***** Extracted entries *****

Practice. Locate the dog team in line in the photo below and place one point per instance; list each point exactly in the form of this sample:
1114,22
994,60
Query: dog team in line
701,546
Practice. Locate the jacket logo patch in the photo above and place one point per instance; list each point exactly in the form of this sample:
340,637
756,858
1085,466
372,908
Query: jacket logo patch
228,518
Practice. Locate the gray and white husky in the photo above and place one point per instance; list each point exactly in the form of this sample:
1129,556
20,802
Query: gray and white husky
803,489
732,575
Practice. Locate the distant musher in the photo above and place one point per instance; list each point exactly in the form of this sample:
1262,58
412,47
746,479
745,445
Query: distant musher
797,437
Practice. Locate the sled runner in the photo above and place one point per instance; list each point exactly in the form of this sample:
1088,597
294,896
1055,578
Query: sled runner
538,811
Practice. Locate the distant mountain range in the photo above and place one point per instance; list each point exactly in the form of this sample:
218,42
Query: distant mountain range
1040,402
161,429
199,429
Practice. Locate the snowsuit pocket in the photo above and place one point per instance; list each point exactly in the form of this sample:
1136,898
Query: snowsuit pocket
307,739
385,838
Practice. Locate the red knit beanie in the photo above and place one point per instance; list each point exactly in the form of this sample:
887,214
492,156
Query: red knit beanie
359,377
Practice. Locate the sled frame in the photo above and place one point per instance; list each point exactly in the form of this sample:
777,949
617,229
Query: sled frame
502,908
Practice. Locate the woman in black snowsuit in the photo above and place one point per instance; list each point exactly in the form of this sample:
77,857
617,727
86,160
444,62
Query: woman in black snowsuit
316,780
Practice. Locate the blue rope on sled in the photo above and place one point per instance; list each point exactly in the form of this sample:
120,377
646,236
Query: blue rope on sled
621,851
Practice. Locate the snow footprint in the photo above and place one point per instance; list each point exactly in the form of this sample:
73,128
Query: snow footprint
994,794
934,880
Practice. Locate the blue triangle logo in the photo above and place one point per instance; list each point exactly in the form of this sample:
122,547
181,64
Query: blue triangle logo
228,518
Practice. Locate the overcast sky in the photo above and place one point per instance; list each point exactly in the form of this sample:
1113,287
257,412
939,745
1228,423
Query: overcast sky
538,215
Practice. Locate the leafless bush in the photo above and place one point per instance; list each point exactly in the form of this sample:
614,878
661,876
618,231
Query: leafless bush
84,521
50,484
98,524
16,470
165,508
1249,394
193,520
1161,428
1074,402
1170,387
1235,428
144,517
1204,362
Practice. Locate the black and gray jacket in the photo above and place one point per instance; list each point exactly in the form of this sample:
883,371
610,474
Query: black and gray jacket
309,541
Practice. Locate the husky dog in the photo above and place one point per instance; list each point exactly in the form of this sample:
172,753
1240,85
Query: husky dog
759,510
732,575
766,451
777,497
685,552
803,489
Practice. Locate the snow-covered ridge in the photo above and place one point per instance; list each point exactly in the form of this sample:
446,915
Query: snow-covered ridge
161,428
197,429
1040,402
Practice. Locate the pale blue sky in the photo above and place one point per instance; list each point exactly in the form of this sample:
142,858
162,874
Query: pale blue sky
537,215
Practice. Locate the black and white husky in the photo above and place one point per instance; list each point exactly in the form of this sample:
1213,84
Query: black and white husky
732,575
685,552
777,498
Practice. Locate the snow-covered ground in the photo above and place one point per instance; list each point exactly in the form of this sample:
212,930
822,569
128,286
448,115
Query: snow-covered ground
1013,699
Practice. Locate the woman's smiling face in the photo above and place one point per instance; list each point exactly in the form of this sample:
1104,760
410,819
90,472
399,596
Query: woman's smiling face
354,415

*****

● Task details
Reproduce the listing from the line containing "Practice. Locate the husky" through the end of the listing, both ends included. Keep the requests and their format samples unchanged, but multiply every point coordinate in the answers by 2.15, rounding to whole numbers with halves rounded up.

● Worked solution
Practice. Locate the husky dog in the photo above and place one point per instance; list each point exactly in the form of this sample:
172,753
1240,85
Query: husky dog
1632,1097
1574,1236
1647,970
1671,1069
1473,1187
1726,1051
Practice. Locate the snow-covered ridge in the photo above and place one point per instance; list each point exactly in the form of this sample:
446,915
Query: snow-covered ridge
346,920
424,922
2236,864
Practice. Locate the pale blue sky in the photo above and place one point per instance; list each point exactly in the form of this sample:
142,858
162,874
Query: pale blue sky
1155,462
Practice. Locate the black and white husky in the photo above and place one point per instance; list each point exactly in the form of this sample:
1213,84
Query: black and white husky
1574,1236
1473,1187
1671,1071
Practice. Locate the snow-covered ground in the photo above and place one point per instance; list each point exactly in the form of this sample:
212,930
822,569
128,286
448,115
Query: snow-covered ground
2178,1503
Practice. Locate the woman's smiling face in the photo above and place one point per instance; list each point exactly in the form of this sample:
1104,760
410,819
90,472
399,596
Query: woman's smiling face
761,892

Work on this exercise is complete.